Dataset content -

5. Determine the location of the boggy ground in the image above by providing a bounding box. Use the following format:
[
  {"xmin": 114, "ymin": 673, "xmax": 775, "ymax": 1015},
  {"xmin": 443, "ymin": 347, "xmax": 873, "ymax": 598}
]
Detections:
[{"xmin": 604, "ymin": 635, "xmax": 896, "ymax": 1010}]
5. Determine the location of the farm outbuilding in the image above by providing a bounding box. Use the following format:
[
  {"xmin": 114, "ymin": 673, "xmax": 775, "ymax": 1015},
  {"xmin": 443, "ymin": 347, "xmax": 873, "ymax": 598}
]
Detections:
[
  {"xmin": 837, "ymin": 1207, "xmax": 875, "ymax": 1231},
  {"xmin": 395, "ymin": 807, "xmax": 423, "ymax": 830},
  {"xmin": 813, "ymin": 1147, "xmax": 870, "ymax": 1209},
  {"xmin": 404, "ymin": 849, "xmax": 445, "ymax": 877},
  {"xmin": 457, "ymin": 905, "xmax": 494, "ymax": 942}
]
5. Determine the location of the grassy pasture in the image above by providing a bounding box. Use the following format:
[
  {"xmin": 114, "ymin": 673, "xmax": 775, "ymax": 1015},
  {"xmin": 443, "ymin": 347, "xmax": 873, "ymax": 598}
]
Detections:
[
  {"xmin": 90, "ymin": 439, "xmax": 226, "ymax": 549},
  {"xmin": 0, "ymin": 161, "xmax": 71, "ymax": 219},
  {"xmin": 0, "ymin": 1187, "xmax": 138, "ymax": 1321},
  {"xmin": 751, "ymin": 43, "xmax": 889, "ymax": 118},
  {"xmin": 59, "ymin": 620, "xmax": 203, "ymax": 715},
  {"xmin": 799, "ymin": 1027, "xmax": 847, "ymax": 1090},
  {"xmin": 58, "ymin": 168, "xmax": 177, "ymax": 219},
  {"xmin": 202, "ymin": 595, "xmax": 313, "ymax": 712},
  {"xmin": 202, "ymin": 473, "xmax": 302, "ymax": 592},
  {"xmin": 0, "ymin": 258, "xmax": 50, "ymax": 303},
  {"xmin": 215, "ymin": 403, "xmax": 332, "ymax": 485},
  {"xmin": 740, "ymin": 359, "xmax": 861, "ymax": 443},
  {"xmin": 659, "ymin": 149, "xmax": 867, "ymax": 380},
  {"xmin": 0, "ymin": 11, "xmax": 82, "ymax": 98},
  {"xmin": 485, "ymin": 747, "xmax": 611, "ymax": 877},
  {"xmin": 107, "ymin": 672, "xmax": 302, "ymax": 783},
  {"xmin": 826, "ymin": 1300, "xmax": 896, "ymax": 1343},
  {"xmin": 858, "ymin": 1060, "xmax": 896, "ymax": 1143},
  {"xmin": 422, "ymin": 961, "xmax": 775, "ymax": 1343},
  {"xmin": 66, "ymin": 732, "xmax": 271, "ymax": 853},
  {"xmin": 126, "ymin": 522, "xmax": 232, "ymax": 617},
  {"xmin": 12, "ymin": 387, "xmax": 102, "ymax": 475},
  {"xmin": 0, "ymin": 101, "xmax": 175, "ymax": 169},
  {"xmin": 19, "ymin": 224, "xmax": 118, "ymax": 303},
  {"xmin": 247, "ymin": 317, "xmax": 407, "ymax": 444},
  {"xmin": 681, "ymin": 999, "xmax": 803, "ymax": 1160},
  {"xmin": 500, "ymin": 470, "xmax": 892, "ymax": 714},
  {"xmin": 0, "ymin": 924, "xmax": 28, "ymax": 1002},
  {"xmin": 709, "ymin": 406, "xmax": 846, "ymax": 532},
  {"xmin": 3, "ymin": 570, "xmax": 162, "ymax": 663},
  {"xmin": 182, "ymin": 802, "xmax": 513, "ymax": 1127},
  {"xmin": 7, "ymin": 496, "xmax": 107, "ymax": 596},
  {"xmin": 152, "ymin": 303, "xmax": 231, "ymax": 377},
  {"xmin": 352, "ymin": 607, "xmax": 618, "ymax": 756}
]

Exercise prompt -
Write out the material from the first line to the last, exactly.

Answer to the exercise -
5. Determine the location of the boggy ground in the image above by providing a bounding box. Use the following format:
[
  {"xmin": 114, "ymin": 673, "xmax": 775, "ymax": 1015},
  {"xmin": 443, "ymin": 347, "xmax": 873, "ymax": 598}
]
Detections:
[{"xmin": 604, "ymin": 635, "xmax": 896, "ymax": 1010}]
5. Determine the location of the farm outbuilding in the image above by providing a bounding box. Use the following format:
[
  {"xmin": 114, "ymin": 673, "xmax": 775, "ymax": 1015},
  {"xmin": 443, "ymin": 347, "xmax": 873, "ymax": 598}
]
Detections:
[
  {"xmin": 837, "ymin": 1207, "xmax": 875, "ymax": 1231},
  {"xmin": 395, "ymin": 807, "xmax": 423, "ymax": 830},
  {"xmin": 813, "ymin": 1147, "xmax": 870, "ymax": 1209},
  {"xmin": 404, "ymin": 849, "xmax": 445, "ymax": 877},
  {"xmin": 457, "ymin": 905, "xmax": 494, "ymax": 942}
]
5. Determine the location of the grassy pasture in the image above by providing a bounding box. Use the following format:
[
  {"xmin": 114, "ymin": 673, "xmax": 775, "ymax": 1015},
  {"xmin": 443, "ymin": 347, "xmax": 873, "ymax": 598}
]
Detections:
[
  {"xmin": 90, "ymin": 439, "xmax": 226, "ymax": 549},
  {"xmin": 0, "ymin": 161, "xmax": 71, "ymax": 219},
  {"xmin": 0, "ymin": 1187, "xmax": 138, "ymax": 1321},
  {"xmin": 751, "ymin": 43, "xmax": 889, "ymax": 118},
  {"xmin": 59, "ymin": 620, "xmax": 203, "ymax": 715},
  {"xmin": 799, "ymin": 1027, "xmax": 847, "ymax": 1090},
  {"xmin": 58, "ymin": 168, "xmax": 177, "ymax": 219},
  {"xmin": 202, "ymin": 595, "xmax": 313, "ymax": 712},
  {"xmin": 202, "ymin": 473, "xmax": 302, "ymax": 592},
  {"xmin": 0, "ymin": 258, "xmax": 50, "ymax": 303},
  {"xmin": 215, "ymin": 403, "xmax": 332, "ymax": 485},
  {"xmin": 740, "ymin": 359, "xmax": 861, "ymax": 443},
  {"xmin": 659, "ymin": 149, "xmax": 867, "ymax": 380},
  {"xmin": 0, "ymin": 11, "xmax": 82, "ymax": 98},
  {"xmin": 485, "ymin": 747, "xmax": 611, "ymax": 877},
  {"xmin": 107, "ymin": 672, "xmax": 302, "ymax": 783},
  {"xmin": 826, "ymin": 1300, "xmax": 896, "ymax": 1343},
  {"xmin": 858, "ymin": 1060, "xmax": 896, "ymax": 1143},
  {"xmin": 422, "ymin": 961, "xmax": 775, "ymax": 1343},
  {"xmin": 66, "ymin": 732, "xmax": 271, "ymax": 853},
  {"xmin": 126, "ymin": 522, "xmax": 232, "ymax": 617},
  {"xmin": 12, "ymin": 387, "xmax": 102, "ymax": 475},
  {"xmin": 0, "ymin": 101, "xmax": 175, "ymax": 169},
  {"xmin": 19, "ymin": 224, "xmax": 118, "ymax": 303},
  {"xmin": 247, "ymin": 317, "xmax": 407, "ymax": 444},
  {"xmin": 681, "ymin": 999, "xmax": 803, "ymax": 1160},
  {"xmin": 500, "ymin": 470, "xmax": 892, "ymax": 714},
  {"xmin": 0, "ymin": 924, "xmax": 28, "ymax": 1002},
  {"xmin": 709, "ymin": 406, "xmax": 846, "ymax": 532},
  {"xmin": 3, "ymin": 570, "xmax": 162, "ymax": 663},
  {"xmin": 182, "ymin": 802, "xmax": 513, "ymax": 1127},
  {"xmin": 7, "ymin": 496, "xmax": 107, "ymax": 596},
  {"xmin": 152, "ymin": 303, "xmax": 231, "ymax": 377},
  {"xmin": 352, "ymin": 607, "xmax": 618, "ymax": 756}
]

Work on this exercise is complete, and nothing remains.